# [EXCERPTED PASSAGE]
Conchita Campfield arrived on the Mall at 6:15 a.m. Friday. She and other mothers whose children had been killed by police had been invited by the Rev. Al Sharpton to appear onstage at the “Get Your Knee Off Our Necks” March on Washington to call attention to their sons’ cases.

Campfield’s son Gregory Campfield Jr. was killed at age 40 on Aug. 9, 2018, by police officers in Prince George’s County, Md. She remembers him as a loving father, who coached his son’s football team.

“We just need to put the guns down,” said Campfield, 64, who lives in Hyattsville.

“We’re killing each other, and we got the gangs in blue that are killing us as well,” Campfield said, referring to police. The officer who shot Campfield Jr. was put on administrative leave during the investigation, but the outcome could not be determined Saturday.

Monica Watson, 53, and Carol Harrison Lafayette, 54, who were among the dozens of women in Campfield’s group, paused to get their temperatures checked by Howard University medical student volunteers before receiving masks and hand sanitizer to brave the day.

Watson, who is Black, said her 26-year-old son, Montez Hambric, was killed by police in Winston-Salem, N.C., on May 25, 2014. “I want to speak out because it’s a little small town, and my son’s case got swept under the rug,” she said. The police officer who shot her son was later cleared of wrongdoing.

Watson had taken money she budgeted for rent to drive from Durham, N.C., to the march. It was her first time in the District, and she was most interested in hearing from the other mothers. “We got a pain that don’t nobody feel but us,” Watson said.

The recent police shooting of Jacob Blake in Kenosha, Wis., moved Watson to attend the march. “When I saw that, I fell to my knees, just like I did when George Floyd got killed,” she said through tears.

She hoped being out would bring her a little peace. She had the opportunity to meet a longtime friend of George Floyd, Travis Cains, who offered her words of comfort.

# [SOURCE MATERIAL]
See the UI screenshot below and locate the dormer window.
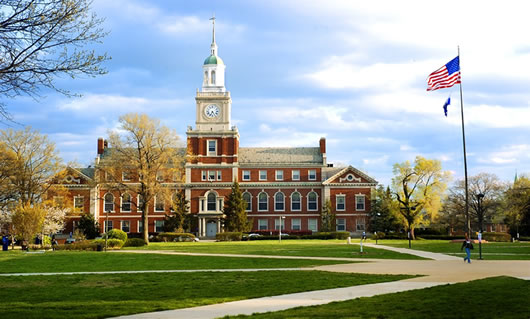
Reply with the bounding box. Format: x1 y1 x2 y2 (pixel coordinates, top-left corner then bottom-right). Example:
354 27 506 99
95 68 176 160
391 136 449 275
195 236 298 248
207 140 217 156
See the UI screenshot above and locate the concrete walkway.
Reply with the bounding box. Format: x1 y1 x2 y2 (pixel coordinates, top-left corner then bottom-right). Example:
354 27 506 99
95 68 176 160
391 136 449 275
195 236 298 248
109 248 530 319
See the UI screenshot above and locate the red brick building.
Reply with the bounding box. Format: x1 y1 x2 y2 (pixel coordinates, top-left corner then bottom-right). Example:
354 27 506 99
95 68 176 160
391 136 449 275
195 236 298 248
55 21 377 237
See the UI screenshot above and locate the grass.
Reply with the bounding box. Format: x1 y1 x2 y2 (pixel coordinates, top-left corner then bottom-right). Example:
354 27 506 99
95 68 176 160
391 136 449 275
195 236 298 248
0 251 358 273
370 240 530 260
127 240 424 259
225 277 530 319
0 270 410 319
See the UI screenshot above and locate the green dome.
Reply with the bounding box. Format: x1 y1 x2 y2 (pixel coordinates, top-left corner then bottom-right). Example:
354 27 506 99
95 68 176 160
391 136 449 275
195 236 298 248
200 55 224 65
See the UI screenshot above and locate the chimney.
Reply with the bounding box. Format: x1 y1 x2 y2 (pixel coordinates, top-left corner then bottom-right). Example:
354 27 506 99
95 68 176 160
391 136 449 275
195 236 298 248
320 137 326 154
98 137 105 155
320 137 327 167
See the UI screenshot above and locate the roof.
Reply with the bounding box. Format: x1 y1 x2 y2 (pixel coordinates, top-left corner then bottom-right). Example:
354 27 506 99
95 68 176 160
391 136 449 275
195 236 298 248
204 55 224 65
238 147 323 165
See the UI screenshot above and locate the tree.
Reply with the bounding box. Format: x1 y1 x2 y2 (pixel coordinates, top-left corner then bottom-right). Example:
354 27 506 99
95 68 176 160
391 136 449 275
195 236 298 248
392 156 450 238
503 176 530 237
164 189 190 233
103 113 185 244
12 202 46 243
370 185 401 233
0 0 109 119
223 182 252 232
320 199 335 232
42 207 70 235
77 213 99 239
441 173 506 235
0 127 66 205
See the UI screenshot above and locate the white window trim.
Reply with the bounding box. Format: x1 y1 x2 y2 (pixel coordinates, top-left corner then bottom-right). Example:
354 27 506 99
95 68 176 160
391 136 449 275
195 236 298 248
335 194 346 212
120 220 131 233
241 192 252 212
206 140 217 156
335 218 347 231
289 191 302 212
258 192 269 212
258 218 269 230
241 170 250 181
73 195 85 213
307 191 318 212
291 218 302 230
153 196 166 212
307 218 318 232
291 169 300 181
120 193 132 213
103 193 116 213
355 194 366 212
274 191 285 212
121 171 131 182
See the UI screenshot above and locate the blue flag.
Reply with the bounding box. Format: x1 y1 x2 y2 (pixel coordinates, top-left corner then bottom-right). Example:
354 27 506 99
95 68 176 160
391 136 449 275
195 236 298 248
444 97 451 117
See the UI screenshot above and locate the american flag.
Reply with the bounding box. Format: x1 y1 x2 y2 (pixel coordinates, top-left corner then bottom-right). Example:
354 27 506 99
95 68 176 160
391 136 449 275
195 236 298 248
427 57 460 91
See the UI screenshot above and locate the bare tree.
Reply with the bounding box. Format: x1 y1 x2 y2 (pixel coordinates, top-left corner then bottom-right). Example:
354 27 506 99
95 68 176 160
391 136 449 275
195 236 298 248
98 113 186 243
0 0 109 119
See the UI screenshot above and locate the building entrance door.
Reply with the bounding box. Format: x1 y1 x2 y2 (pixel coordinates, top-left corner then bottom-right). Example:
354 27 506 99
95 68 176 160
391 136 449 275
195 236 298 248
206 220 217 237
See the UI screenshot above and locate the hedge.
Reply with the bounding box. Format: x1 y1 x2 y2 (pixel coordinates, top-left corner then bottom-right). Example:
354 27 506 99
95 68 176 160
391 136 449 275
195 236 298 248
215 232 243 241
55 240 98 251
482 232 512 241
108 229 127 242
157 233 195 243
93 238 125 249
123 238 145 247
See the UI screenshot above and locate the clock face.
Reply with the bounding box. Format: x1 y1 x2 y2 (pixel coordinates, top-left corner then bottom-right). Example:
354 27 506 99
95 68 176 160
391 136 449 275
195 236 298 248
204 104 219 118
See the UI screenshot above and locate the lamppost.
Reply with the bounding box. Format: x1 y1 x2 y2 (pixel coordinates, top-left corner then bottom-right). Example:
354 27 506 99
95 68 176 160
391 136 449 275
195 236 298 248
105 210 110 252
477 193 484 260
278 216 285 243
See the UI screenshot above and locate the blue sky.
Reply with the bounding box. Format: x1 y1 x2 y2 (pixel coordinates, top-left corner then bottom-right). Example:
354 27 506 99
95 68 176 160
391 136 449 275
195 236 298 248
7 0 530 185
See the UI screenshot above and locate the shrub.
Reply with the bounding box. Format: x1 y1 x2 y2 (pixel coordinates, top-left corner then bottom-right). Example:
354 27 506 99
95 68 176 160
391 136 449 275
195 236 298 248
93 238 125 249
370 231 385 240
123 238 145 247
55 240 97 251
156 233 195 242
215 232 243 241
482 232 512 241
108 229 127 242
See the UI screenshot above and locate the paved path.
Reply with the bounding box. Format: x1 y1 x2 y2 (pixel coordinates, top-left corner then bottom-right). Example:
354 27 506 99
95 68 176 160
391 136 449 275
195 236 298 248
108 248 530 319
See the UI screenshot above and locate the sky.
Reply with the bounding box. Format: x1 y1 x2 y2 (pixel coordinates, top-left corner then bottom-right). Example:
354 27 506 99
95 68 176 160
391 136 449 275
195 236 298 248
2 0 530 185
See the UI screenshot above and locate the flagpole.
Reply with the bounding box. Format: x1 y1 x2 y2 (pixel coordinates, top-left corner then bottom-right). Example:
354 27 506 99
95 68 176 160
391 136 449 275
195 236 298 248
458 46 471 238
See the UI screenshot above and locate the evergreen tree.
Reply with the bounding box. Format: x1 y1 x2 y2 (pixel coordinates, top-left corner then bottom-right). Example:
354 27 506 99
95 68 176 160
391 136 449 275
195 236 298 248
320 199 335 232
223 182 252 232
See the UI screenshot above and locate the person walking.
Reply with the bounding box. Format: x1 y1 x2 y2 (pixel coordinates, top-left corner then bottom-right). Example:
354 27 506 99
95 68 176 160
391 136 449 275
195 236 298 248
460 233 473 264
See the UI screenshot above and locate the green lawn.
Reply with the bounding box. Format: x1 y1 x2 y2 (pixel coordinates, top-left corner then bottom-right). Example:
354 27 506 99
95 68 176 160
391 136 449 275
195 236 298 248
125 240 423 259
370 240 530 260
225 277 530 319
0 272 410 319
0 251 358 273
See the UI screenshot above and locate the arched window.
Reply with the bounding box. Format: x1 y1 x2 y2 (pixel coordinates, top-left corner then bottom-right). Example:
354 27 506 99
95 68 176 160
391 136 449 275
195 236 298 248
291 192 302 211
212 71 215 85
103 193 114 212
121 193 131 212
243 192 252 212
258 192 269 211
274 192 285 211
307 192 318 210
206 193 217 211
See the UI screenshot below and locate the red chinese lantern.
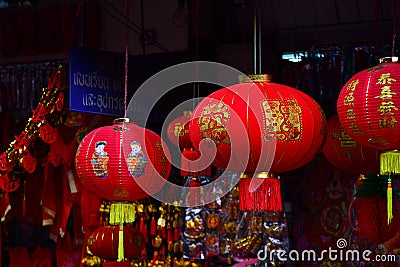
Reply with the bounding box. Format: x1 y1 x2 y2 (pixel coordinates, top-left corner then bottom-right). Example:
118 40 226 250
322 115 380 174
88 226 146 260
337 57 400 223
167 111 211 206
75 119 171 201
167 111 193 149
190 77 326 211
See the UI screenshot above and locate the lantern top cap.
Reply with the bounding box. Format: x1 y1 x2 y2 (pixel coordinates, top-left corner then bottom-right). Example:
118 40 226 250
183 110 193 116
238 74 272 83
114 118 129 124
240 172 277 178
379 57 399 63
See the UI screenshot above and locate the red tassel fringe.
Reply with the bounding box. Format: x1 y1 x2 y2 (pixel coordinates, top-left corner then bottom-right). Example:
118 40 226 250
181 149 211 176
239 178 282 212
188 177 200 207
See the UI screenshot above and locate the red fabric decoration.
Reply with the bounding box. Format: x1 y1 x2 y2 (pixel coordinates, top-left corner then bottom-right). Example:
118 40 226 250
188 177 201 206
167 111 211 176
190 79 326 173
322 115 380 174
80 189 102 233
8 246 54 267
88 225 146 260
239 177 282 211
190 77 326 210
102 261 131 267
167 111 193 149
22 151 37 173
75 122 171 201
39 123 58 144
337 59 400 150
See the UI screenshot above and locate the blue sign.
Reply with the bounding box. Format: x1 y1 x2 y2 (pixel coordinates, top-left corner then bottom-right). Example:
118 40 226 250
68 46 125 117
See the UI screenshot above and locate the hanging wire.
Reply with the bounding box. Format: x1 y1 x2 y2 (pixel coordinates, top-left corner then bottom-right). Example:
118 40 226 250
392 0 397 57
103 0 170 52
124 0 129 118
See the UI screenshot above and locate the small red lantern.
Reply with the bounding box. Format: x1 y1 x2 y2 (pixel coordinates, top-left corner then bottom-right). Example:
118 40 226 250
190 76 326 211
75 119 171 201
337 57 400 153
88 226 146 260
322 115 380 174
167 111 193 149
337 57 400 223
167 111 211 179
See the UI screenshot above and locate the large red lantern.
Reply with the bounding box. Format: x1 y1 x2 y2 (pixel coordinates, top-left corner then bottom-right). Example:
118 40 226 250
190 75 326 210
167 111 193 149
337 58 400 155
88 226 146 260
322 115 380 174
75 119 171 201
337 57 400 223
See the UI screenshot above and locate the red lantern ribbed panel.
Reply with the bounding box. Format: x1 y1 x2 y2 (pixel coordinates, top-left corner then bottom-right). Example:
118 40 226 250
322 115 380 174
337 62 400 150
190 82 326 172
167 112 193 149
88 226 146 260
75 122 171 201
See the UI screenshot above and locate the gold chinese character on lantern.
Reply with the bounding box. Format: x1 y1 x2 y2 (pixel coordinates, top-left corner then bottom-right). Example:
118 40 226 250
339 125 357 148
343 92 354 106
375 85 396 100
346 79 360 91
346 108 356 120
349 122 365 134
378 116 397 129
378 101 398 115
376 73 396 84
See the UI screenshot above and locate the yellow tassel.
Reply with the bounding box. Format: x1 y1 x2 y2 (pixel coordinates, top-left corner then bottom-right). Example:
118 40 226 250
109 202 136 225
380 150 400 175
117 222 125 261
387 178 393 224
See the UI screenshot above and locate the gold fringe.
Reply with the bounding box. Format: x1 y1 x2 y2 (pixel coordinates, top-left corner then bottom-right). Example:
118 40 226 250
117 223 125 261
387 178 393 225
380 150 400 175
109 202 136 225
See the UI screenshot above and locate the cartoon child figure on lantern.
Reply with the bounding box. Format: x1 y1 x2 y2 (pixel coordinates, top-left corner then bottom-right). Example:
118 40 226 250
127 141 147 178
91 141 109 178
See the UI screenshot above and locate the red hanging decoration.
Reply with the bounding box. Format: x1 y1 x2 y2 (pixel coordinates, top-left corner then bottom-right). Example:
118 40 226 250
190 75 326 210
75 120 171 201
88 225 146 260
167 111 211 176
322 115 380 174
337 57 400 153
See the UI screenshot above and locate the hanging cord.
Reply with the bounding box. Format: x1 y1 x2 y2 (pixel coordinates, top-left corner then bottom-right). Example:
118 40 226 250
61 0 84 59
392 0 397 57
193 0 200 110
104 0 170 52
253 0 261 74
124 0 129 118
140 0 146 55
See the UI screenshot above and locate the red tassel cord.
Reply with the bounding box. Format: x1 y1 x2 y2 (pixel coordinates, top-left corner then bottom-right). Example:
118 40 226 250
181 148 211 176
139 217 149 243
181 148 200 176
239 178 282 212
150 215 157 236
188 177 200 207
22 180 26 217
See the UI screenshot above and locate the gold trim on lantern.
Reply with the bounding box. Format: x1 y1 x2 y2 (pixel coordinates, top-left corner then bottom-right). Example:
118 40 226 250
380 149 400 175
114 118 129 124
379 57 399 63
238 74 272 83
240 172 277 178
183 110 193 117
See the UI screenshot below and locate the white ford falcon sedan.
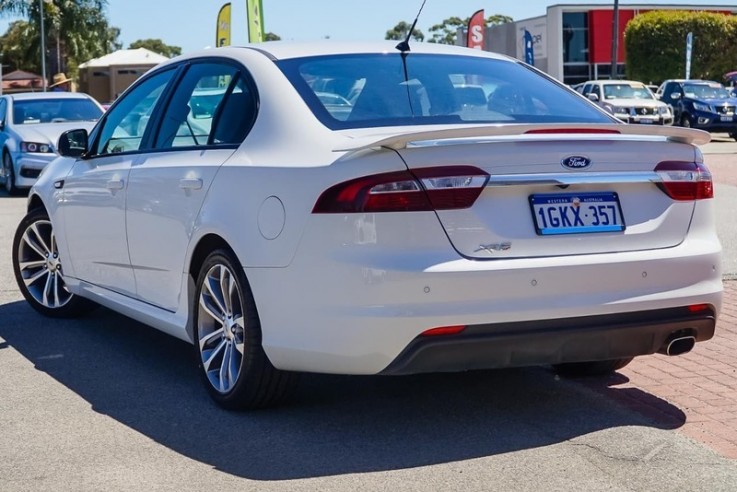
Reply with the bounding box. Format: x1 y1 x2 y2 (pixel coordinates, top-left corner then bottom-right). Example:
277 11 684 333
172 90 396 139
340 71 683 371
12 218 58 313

# [EXPLORE THE MATERIAL]
a) In the article about mothers at the March on Washington, what event moved Monica Watson to attend?
b) Write the next part of the article about mothers at the March on Washington, picking up after its final sentence.

# [ANSWERS FOR EACH ITEM]
a) The recent police shooting of Jacob Blake in Kenosha, Wis.

b)
Another mother, Dee Crane, flew in from Arlington, Tex. She said her son Tavis Crane was killed by police in 2017 in Arlington after a traffic stop when he was 23. A grand jury voted not to charge the officer in his death.

Crane, 56, said she is fed up with the little progress the country has made.

“They give us little pieces of crumb and expect us to go back to our corners and be happy,” she said. “I’m sick of crumbs. I don’t want a slice of the pie, I want the whole pie. I need the whole pie. We need the whole pie. Our ancestors made the pie.”

As a young girl, Campfield said, she attended the 1963 March on Washington, where she heard the Rev. Martin Luther King Jr. give his “I Have a Dream” speech. She pointed on Friday morning to the clearly visible water of the Reflecting Pool. Back then, she said, the water wasn’t visible because people were standing in it. She remembered seeing people sleeping in tents.

“I was a youngster,” she said. “I still remember it like it was yesterday.”

She said the country has “come a long way, especially to have the first Black president, but we still have a long way to go.”

Campfield left the rally in the early afternoon during Sharpton’s speech, after it became clear there would no longer be time for a handful of women in her group to offer remarks, she said. By the time she walked away, more than 20 people had moved to stand in the Reflecting Pool, just like the marchers did on that day in 1963.